__Text excerpt__.
The genus Sciurus  contains most of the common, bushy-tailed squirrels in North America, Europe, temperate Asia, Central America and South America.

Species
The number of species in the genus is subject to change.
In 2005, Thorington & Hoffman- whose taxonomic interpretation is followed by the IUCN website- accepted 28 species in the genus:

Genus Sciurus 

Subgenus Sciurus
Allen's squirrel, Sciurus alleni
Arizona gray squirrel, Sciurus arizonensis
Mexican gray squirrel, Sciurus aureogaster
Eastern gray squirrel, Sciurus carolinensis
Collie's squirrel, Sciurus colliaei
Deppe's squirrel, Sciurus deppei
Japanese squirrel, Sciurus lis
Calabrian black squirrel, Sciurus meridionalis
Mexican fox squirrel, Sciurus nayaritensis
Fox squirrel, Sciurus niger
Peters's squirrel, Sciurus oculatus
Variegated squirrel, Sciurus variegatoides
Eurasian red squirrel, Sciurus vulgaris
Yucatan squirrel, Sciurus yucatanensis
Subgenus Otosciurus
Abert's squirrel, Sciurus aberti
Subgenus Guerlinguetus
Brazilian squirrel (Guianan squirrel), Sciurus aestuans
Yellow-throated squirrel, Sciurus gilvigularis
Red-tailed squirrel, Sciurus granatensis
Bolivian squirrel, Sciurus ignitus
Ingram's squirrel, Sciurus ingrami
Andean squirrel, Sciurus pucheranii
Richmond's squirrel, Sciurus richmondi
Sanborn's squirrel, Sciurus sanborni
Guayaquil squirrel, Sciurus stramineus
Subgenus Tenes
Persian squirrel, Sciurus anomalus
Subgenus Hadrosciurus
Fiery squirrel, Sciurus flammifer
Junín red squirrel, Sciurus pyrrhinus
Subgenus Hesperosciurus
Western gray squirrel, Sciurus griseus
Subgenus Urosciurus
Northern Amazon red squirrel, Sciurus igniventris
Southern Amazon red squirrel, Sciurus spadiceus

In 2015, 15–17 species were left in the genus Sciurus after de Vivo & Carmignotto comprehensively reviewed South American Sciuridae for the first time in many decades and proposed numerous changes; synonymising some species and many subspecies, splitting another species, and naming new species. They followed Joel Asaph Allen's unsatisfying 1914 attempt in splitting the genus Sciurus by raising the South American subgenera to the rank of genus, adding Urosciurus to Hadrosciurus, and splitting the genus Guerlinguetus in three. Their taxonomic treatment might also require Sciurus deppei to be moved to Notosciurus.

__Tasks and exercises__.
a. Copy, word for word, the part of the Sciurus text that opens with the words containing "In 2015, 15–17" and closes with "moved to Notosciurus.".
b. Continue the Sciurus text, starting after its final sentence.

__Provided data__.
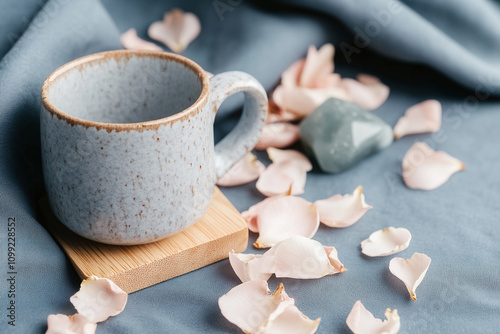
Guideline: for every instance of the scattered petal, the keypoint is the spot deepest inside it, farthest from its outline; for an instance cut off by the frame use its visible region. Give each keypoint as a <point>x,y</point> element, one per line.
<point>342,211</point>
<point>278,135</point>
<point>362,321</point>
<point>284,217</point>
<point>302,101</point>
<point>318,63</point>
<point>253,212</point>
<point>291,321</point>
<point>244,171</point>
<point>248,267</point>
<point>420,118</point>
<point>386,242</point>
<point>296,157</point>
<point>426,169</point>
<point>131,41</point>
<point>300,257</point>
<point>177,30</point>
<point>74,324</point>
<point>411,271</point>
<point>287,173</point>
<point>368,92</point>
<point>252,308</point>
<point>99,298</point>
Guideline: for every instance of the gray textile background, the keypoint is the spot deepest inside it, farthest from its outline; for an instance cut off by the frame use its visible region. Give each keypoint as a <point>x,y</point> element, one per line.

__Task-by-task outputs__.
a.
In 2015, 15–17 species were left in the genus Sciurus after de Vivo & Carmignotto comprehensively reviewed South American Sciuridae for the first time in many decades and proposed numerous changes; synonymising some species and many subspecies, splitting another species, and naming new species. They followed Joel Asaph Allen's unsatisfying 1914 attempt in splitting the genus Sciurus by raising the South American subgenera to the rank of genus, adding Urosciurus to Hadrosciurus, and splitting the genus Guerlinguetus in three. Their taxonomic treatment might also require Sciurus deppei to be moved to Notosciurus.

b.
A 2020 paper published on the taxonomy of Sciurinae split Sciurus into multiple new genera and elevated several subgenera. The paper included genetic sampling from almost all recognized species and recommends the following species assignments:
Sciurus
Persian squirrel, S. anomalus
Eurasian red squirrel, S. vulgaris
Japanese squirrel, S. lis
Hesperosciurus
Abert's squirrel, H. aberti
Western gray squirrel, H. griseus
Parasciurus
Allen's squirrel, P. alleni
Arizona gray squirrel, P. arizonensis
Mexican fox squirrel, P. nayaritensis
Fox squirrel, P. niger
Peters's squirrel, P. oculatus
Neosciurus
Eastern gray squirrel, N. carolinensis
Echinosciurus
Mexican gray squirrel, E. aureogaster
Collie's squirrel, E. colliaei
Deppe's squirrel, E. deppei
Variegated squirrel, E. variegatoides
Yucatan squirrel, E. yucatanensis
Simosciurus
S. nebouxii
Guayaquil squirrel, S. stramineus
Guerlinguetus
Brazilian squirrel, G. aestuans
G. brasiliensis
Hadrosciurus
Bolivian squirrel, H. ignitus
Northern Amazon red squirrel, H. igniventris
Junín red squirrel, H. pyrrhinus
Southern Amazon red squirrel, H. spadiceus

Additionally, the paper suggests moving Andean squirrel back to subtribe Microsciurina, the dwarf squirrels, and assigns it to the newly described genus Leptosciurus. The paper's findings agree with prior assessments to synonymize Richmond's squirrel into Red-tailed squirrel and reassigns the Red-tailed squirrel into the previously monotypic Asian genus Syntheosciurus, also in Microsciurina. The paper did not include genetic sampling or taxonomic suggestions for gilvigularis, meridionalis, sanborni, or flammifer.

References

Nowak, Ronald M. 1999. Walker's Mammals of the World, 6th edition. Johns Hopkins University Press, 1936 pp.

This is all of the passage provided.